AIM OF THE TASK
Below are the entries; count how many lines contain the word "foot" and reply with that number alone.

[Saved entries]
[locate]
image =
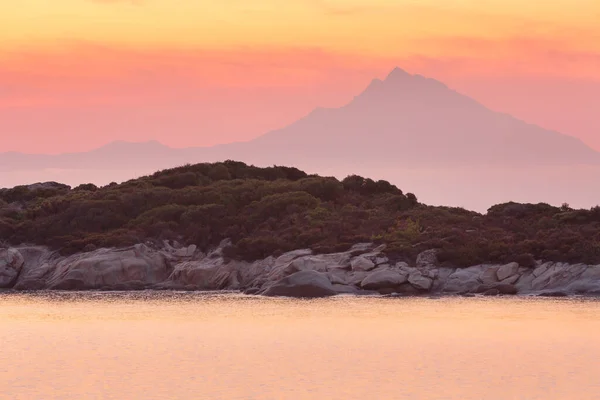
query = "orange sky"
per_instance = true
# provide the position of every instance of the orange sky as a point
(75, 74)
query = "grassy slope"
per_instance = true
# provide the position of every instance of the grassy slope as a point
(267, 211)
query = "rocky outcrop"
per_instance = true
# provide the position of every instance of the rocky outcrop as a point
(302, 284)
(11, 262)
(363, 269)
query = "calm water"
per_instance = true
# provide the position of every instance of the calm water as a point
(193, 346)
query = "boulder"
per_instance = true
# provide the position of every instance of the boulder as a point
(383, 279)
(11, 263)
(361, 263)
(419, 281)
(427, 258)
(463, 280)
(506, 271)
(344, 289)
(292, 255)
(109, 267)
(302, 284)
(206, 274)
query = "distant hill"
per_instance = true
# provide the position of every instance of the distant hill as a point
(404, 120)
(411, 130)
(268, 211)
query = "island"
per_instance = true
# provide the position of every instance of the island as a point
(278, 231)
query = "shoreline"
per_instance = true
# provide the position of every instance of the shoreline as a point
(362, 270)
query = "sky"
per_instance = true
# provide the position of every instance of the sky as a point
(77, 74)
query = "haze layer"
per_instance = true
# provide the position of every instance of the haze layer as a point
(76, 74)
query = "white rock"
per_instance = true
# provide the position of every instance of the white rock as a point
(419, 281)
(11, 262)
(361, 264)
(383, 279)
(507, 271)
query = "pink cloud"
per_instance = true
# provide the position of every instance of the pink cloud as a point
(199, 97)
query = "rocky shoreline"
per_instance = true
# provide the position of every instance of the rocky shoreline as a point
(364, 269)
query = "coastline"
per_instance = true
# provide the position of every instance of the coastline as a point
(364, 269)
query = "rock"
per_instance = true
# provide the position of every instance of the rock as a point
(344, 289)
(419, 281)
(338, 277)
(491, 292)
(383, 279)
(463, 280)
(511, 280)
(186, 251)
(360, 248)
(489, 275)
(355, 278)
(506, 271)
(11, 263)
(501, 288)
(557, 275)
(427, 258)
(292, 255)
(206, 274)
(302, 284)
(541, 269)
(401, 265)
(505, 288)
(553, 294)
(361, 264)
(407, 289)
(109, 267)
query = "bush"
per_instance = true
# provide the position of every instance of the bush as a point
(267, 211)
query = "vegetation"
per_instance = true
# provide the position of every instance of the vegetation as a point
(267, 211)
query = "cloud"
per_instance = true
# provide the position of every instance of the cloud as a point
(134, 2)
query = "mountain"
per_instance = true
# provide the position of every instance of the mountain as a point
(409, 120)
(409, 129)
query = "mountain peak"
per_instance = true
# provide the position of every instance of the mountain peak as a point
(398, 74)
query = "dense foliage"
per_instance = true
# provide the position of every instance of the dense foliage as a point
(266, 211)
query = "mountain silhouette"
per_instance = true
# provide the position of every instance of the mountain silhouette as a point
(409, 129)
(412, 120)
(403, 120)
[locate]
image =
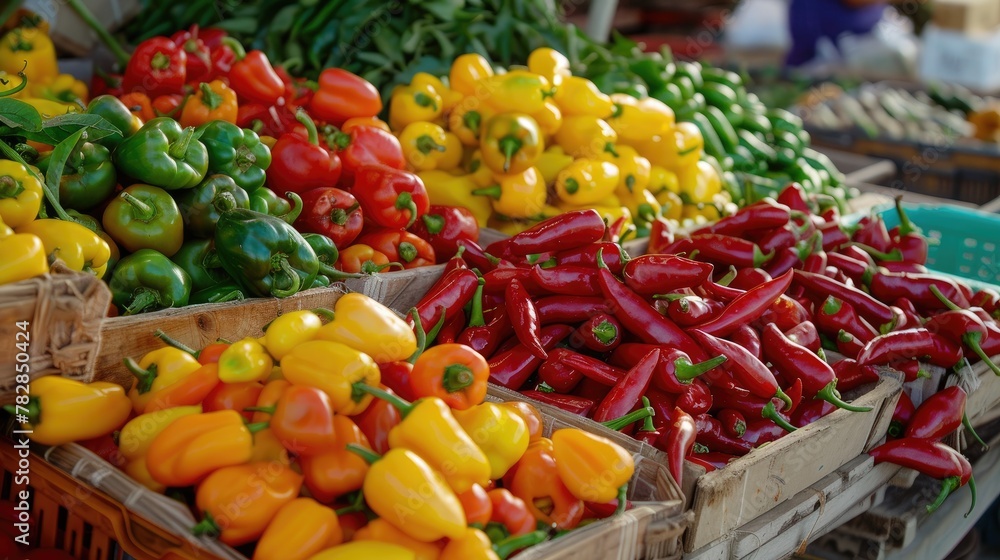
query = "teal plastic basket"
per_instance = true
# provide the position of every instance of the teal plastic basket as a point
(968, 241)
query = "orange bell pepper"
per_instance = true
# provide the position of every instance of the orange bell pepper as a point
(336, 471)
(191, 447)
(453, 372)
(300, 529)
(238, 502)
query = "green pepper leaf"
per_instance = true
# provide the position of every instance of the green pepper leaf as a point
(19, 115)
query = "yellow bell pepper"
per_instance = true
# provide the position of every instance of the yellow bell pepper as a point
(446, 189)
(77, 246)
(635, 119)
(366, 550)
(402, 488)
(517, 91)
(424, 144)
(586, 136)
(244, 360)
(578, 97)
(552, 161)
(369, 327)
(59, 410)
(334, 368)
(32, 47)
(382, 531)
(551, 64)
(517, 195)
(290, 330)
(592, 467)
(511, 143)
(20, 194)
(498, 431)
(587, 181)
(468, 71)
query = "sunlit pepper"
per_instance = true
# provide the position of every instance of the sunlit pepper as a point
(336, 369)
(517, 195)
(191, 447)
(57, 407)
(511, 143)
(300, 529)
(244, 360)
(77, 246)
(369, 327)
(500, 432)
(238, 502)
(578, 97)
(336, 471)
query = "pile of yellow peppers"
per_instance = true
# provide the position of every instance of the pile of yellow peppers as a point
(522, 145)
(28, 49)
(290, 442)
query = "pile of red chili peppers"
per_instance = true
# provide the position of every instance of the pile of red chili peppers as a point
(714, 342)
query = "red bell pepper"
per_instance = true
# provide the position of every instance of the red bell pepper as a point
(331, 212)
(390, 198)
(341, 95)
(157, 67)
(400, 246)
(300, 164)
(252, 75)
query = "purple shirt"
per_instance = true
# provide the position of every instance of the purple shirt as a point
(808, 20)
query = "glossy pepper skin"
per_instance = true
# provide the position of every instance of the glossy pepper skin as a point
(236, 152)
(163, 154)
(56, 405)
(192, 447)
(238, 502)
(145, 217)
(147, 280)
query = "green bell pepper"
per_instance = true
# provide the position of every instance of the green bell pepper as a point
(163, 154)
(88, 179)
(265, 201)
(145, 217)
(237, 152)
(146, 280)
(116, 113)
(264, 253)
(201, 206)
(200, 261)
(230, 291)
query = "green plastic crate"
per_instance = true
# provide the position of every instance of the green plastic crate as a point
(969, 241)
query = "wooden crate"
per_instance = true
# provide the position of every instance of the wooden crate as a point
(62, 312)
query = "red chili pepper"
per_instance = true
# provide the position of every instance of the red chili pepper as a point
(659, 274)
(513, 367)
(679, 441)
(908, 344)
(524, 317)
(733, 422)
(299, 164)
(613, 256)
(570, 403)
(391, 198)
(400, 246)
(252, 75)
(332, 212)
(727, 250)
(445, 228)
(628, 390)
(876, 312)
(798, 362)
(747, 306)
(157, 67)
(901, 416)
(933, 459)
(342, 95)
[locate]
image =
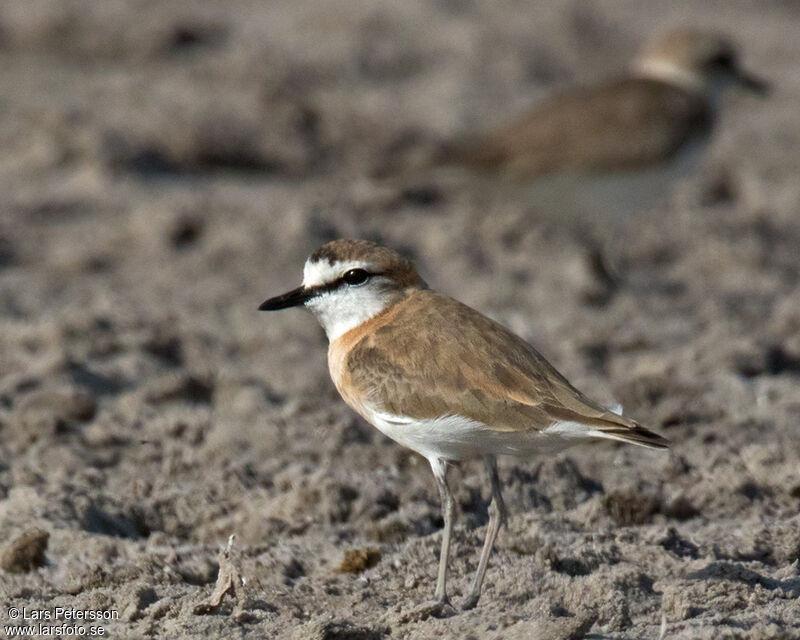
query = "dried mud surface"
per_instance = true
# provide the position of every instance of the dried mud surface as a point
(164, 167)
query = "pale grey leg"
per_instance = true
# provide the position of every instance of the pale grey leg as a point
(497, 518)
(439, 468)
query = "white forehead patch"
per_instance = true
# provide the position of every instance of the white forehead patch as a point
(323, 272)
(671, 73)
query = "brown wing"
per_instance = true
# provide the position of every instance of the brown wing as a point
(629, 123)
(467, 365)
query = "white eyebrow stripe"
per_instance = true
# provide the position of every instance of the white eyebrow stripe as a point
(323, 272)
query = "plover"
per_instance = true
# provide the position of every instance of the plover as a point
(442, 379)
(621, 143)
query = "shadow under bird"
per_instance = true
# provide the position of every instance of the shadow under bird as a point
(621, 143)
(442, 379)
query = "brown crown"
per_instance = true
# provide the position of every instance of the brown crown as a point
(381, 260)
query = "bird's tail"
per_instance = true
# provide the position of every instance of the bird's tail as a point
(635, 434)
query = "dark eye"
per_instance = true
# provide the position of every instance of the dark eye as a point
(356, 276)
(722, 61)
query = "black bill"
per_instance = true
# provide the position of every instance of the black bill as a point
(293, 298)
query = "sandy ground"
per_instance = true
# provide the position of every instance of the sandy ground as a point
(165, 166)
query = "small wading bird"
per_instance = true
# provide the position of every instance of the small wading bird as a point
(614, 147)
(441, 378)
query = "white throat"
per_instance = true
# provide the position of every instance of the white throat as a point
(344, 309)
(671, 73)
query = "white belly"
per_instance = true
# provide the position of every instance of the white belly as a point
(615, 195)
(459, 438)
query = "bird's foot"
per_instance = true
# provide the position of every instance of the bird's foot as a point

EXPECTED OUTPUT
2